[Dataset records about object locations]
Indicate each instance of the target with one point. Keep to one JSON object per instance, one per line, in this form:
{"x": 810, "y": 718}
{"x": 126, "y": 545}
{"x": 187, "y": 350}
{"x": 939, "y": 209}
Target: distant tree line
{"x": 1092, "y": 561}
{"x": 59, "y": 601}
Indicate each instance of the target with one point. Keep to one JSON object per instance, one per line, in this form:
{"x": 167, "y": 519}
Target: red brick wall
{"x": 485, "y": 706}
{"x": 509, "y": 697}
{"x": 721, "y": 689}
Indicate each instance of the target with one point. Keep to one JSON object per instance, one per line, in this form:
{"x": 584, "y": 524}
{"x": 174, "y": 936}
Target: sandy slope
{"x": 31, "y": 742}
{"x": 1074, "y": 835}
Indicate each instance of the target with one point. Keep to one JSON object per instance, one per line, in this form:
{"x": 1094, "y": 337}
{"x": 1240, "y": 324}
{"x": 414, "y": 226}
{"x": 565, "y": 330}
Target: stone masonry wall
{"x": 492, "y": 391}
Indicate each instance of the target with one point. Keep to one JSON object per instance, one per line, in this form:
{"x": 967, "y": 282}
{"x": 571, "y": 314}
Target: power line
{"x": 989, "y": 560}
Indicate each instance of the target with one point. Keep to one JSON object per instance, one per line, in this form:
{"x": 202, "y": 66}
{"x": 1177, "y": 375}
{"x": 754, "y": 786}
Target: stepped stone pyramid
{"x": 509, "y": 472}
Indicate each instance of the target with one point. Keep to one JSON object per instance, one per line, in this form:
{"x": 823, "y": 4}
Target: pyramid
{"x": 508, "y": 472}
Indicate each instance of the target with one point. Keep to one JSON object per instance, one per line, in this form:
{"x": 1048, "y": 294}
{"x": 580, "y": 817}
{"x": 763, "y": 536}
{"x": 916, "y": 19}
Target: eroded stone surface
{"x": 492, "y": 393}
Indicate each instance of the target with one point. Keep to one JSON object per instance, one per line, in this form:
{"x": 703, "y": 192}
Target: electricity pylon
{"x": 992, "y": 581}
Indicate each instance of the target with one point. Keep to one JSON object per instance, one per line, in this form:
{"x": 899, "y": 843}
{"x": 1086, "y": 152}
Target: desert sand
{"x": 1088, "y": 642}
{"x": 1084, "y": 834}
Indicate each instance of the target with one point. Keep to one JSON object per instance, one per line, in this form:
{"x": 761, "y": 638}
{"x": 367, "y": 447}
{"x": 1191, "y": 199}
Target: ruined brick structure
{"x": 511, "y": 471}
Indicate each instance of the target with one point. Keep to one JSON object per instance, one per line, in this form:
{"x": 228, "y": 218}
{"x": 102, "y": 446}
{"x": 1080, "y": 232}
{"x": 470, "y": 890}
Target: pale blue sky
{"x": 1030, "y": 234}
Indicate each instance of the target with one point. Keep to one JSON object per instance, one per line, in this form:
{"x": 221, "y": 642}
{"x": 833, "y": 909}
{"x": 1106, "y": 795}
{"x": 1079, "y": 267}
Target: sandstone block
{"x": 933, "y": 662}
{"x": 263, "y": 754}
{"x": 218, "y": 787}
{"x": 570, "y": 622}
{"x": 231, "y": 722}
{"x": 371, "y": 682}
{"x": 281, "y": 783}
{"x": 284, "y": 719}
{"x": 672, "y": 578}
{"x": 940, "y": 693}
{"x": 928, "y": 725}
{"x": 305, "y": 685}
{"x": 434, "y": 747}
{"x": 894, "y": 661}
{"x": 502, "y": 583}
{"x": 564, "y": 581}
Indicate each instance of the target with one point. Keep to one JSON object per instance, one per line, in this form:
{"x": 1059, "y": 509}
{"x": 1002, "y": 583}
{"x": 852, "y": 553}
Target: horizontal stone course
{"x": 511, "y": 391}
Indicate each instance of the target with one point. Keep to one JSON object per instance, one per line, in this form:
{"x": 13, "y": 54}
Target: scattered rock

To do:
Extract all the material, leaving every line as it is.

Response:
Indicate each instance of the target with one point. Keep to one JSON object per instance, one per line, in this form:
{"x": 810, "y": 718}
{"x": 126, "y": 545}
{"x": 187, "y": 350}
{"x": 939, "y": 209}
Target: distant tree line
{"x": 1092, "y": 561}
{"x": 59, "y": 601}
Indicate each instance of the target with one point. Keep to one JSON object per instance, one per line, in this form:
{"x": 167, "y": 519}
Target: red brick wall
{"x": 485, "y": 706}
{"x": 509, "y": 697}
{"x": 721, "y": 689}
Indicate each instance of the target with one point. Keep to one JSON object per instance, one per line, in this form:
{"x": 584, "y": 524}
{"x": 174, "y": 936}
Target: sandy slope
{"x": 31, "y": 742}
{"x": 1074, "y": 835}
Indicate each instance of the target with one point. Keep to one JSON object per instance, one per line, in this form:
{"x": 1094, "y": 337}
{"x": 1240, "y": 324}
{"x": 414, "y": 226}
{"x": 565, "y": 330}
Target: stone masonry wall
{"x": 492, "y": 391}
Indicate each instance of the target with one point. Keep to one JSON object per instance, one per line, in this form:
{"x": 967, "y": 282}
{"x": 571, "y": 314}
Target: power line
{"x": 989, "y": 560}
Indicate each instance of the target with one point. Keep to one JSON object per instance, one per line, in this form:
{"x": 202, "y": 66}
{"x": 1177, "y": 375}
{"x": 754, "y": 786}
Target: stepped stone pyramid
{"x": 509, "y": 472}
Indicate each instance of the target with one point. Keep to one JSON object per instance, one per line, in this form:
{"x": 823, "y": 4}
Target: pyramid
{"x": 508, "y": 472}
Indicate each instance of the target with one point. Keep to one JSON object per instance, one per line, in this form:
{"x": 1048, "y": 294}
{"x": 580, "y": 817}
{"x": 763, "y": 536}
{"x": 916, "y": 19}
Target: eroded stone surface
{"x": 492, "y": 393}
Indicate each instance of the target with one point. Keep to one JSON object per instance, one per line, in this form:
{"x": 703, "y": 192}
Target: electricity pylon
{"x": 992, "y": 581}
Indicate each instance of the target with one point. Keep to one JSON object per instance, one per line, in this form:
{"x": 899, "y": 843}
{"x": 1086, "y": 152}
Target: desert sand
{"x": 1088, "y": 642}
{"x": 1084, "y": 834}
Indicate each instance of the target with one point. Keep to one JSON object per instance, one per line, in this form:
{"x": 761, "y": 638}
{"x": 367, "y": 447}
{"x": 1191, "y": 199}
Target: ruined brick structure
{"x": 511, "y": 471}
Indicate each instance of the target with one point. Keep to one JSON object per instance, one per line, in this form:
{"x": 228, "y": 218}
{"x": 102, "y": 446}
{"x": 1080, "y": 232}
{"x": 470, "y": 890}
Target: pale blue sky
{"x": 1030, "y": 234}
Indicate each instance of the target with one point. Keep to one JSON object per instance, one per line, in this form:
{"x": 221, "y": 642}
{"x": 833, "y": 909}
{"x": 1106, "y": 795}
{"x": 1079, "y": 267}
Target: sandstone block
{"x": 933, "y": 662}
{"x": 263, "y": 754}
{"x": 218, "y": 787}
{"x": 570, "y": 622}
{"x": 231, "y": 722}
{"x": 371, "y": 682}
{"x": 281, "y": 783}
{"x": 284, "y": 719}
{"x": 672, "y": 578}
{"x": 940, "y": 693}
{"x": 928, "y": 725}
{"x": 305, "y": 685}
{"x": 434, "y": 747}
{"x": 894, "y": 661}
{"x": 502, "y": 583}
{"x": 564, "y": 581}
Indicate each instance of the target with one point. Keep to one JSON object per instance, one per line, in this form:
{"x": 1059, "y": 509}
{"x": 1002, "y": 583}
{"x": 852, "y": 553}
Target: horizontal stone course
{"x": 511, "y": 391}
Indicate each instance of the target with one point. Keep to one JSON object per instance, one per line, in this form:
{"x": 13, "y": 54}
Target: scattered rock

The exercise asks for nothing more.